Inauguration of Uhuru Kenyatta
- Date: 9 April 2013; 13 years ago
- Location: Kasarani Stadium, Nairobi, Kenya;
- Participants: Uhuru Kenyatta

= First inauguration of Uhuru Kenyatta =

Inauguration of Kenya's 4th President

The inauguration of Uhuru Kenyatta as the 4th president of Kenya took place on 9 April 2013. Kenyatta won 50.07% of the vote in the 2013 presidential election, after the supreme court dismissed the Raila petition on 30 March 2013. According to Article 141 (2) (b) of the constitution, in case the Supreme Court upholds the victory of the president-elect, the swearing in will take place on "the first Tuesday following the seventh day following the date on which the court renders a decision declaring the election to be valid." The event was held at Kasarani Stadium. A reception bouquet took place at State House, Nairobi.

==Background==
When the first round of the presidential election took place on 4 March 2013, Uhuru Kenyatta was declared the president-elect of Kenya by the Independent Electoral and Boundaries Commission. Raila Odinga challenged this in the Supreme Court of Kenya. However, his petition was dismissed on March 30, 2013.

Uhuru swearing will be 7th in Kenya after Jomo Kenyatta (1964), Daniel Arap Moi (1978, 1992, 1997) and Mwai Kibaki (2002, 2007)

### DATASET ENTRIES
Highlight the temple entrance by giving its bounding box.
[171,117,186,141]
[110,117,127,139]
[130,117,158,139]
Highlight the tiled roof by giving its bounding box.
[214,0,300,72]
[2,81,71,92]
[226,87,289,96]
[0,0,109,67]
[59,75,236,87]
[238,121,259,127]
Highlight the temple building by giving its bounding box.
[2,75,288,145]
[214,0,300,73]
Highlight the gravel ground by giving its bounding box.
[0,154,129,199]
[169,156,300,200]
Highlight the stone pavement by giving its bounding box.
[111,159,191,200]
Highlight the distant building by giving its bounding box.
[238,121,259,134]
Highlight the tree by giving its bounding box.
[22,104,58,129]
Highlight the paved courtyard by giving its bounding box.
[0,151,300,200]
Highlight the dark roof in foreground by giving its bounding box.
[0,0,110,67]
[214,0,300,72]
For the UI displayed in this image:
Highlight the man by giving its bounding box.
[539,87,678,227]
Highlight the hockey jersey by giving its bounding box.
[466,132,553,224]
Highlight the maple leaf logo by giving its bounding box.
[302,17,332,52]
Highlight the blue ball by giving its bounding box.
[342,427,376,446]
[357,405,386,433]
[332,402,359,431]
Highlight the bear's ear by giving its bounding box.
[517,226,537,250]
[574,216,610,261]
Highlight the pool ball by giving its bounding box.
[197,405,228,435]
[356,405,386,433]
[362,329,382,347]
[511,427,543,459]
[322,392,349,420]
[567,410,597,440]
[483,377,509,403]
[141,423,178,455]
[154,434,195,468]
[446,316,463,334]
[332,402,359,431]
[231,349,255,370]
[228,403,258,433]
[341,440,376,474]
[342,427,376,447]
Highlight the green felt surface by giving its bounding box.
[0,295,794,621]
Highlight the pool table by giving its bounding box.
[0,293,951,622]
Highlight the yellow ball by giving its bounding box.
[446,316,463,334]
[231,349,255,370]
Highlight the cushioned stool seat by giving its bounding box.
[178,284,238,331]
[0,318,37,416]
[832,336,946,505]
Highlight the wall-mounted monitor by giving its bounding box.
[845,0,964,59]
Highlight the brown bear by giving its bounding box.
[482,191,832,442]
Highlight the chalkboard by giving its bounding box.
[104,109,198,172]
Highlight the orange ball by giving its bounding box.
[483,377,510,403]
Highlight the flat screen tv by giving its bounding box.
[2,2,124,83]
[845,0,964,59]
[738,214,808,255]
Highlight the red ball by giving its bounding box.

### TASK 1
Rewrite the article on Kenyatta's inauguration from "Inauguration of Kenya's" up to and including "State House, Nairobi.", changing "swearing in" to "oath of office".
### TASK 2
Write the next part of the article on Uhuru Kenyatta's first inauguration, continuing from its final line.
The material comes from a different source than the article on Uhuru Kenyatta's inauguration.

### FINAL ANSWER 1
Inauguration of Kenya's 4th President

The inauguration of Uhuru Kenyatta as the 4th president of Kenya took place on 9 April 2013. Kenyatta won 50.07% of the vote in the 2013 presidential election, after the supreme court dismissed the Raila petition on 30 March 2013. According to Article 141 (2) (b) of the constitution, in case the Supreme Court upholds the victory of the president-elect, the oath of office will take place on "the first Tuesday following the seventh day following the date on which the court renders a decision declaring the election to be valid." The event was held at Kasarani Stadium. A reception bouquet took place at State House, Nairobi.

### FINAL ANSWER 2
==Goodwill messages==

===Multilateral organisations===
- African Union: Chairperson of the African Union Commission Nkosazana Dlamini-Zuma issued a statement saluting the people of Kenya for their peaceful elections. She congratulated the president-elect, his running mate, the candidates and their parties for their contributions in this democratic process held under the new constitution. She also congratulated the Independent Electoral and Boundaries Commission (IEBC) for conducting a complex electoral process.
- East African Community: Secretary General Richard Sezibera congratulated Kenyatta on his win. He pledged the community's continued support and was looking forward to work with him on the East African integration.

===Africa===
- BOT: Foreign Minister Phandu Skelemani said that Kenyatta should not set foot in Botswana if he refuses to cooperate with the International Criminal Court (ICC). He later retracted his earlier statement and apologised to Kenyans by saying that "Kenyatta is more than welcome to visit Botswana.. Botswana is cognisant of a section of the law that says one is innocent until proven guilty."
- BDI: Ambassador Ezechiel Nibigira conveyed President Pierre Nkurunziza's congratulatory message.
- DJI: President Ismaïl Omar Guelleh congratulated Kenyatta saying that the fact that he was elected in the first round shows the faith Kenyans have in his capacity to deliver.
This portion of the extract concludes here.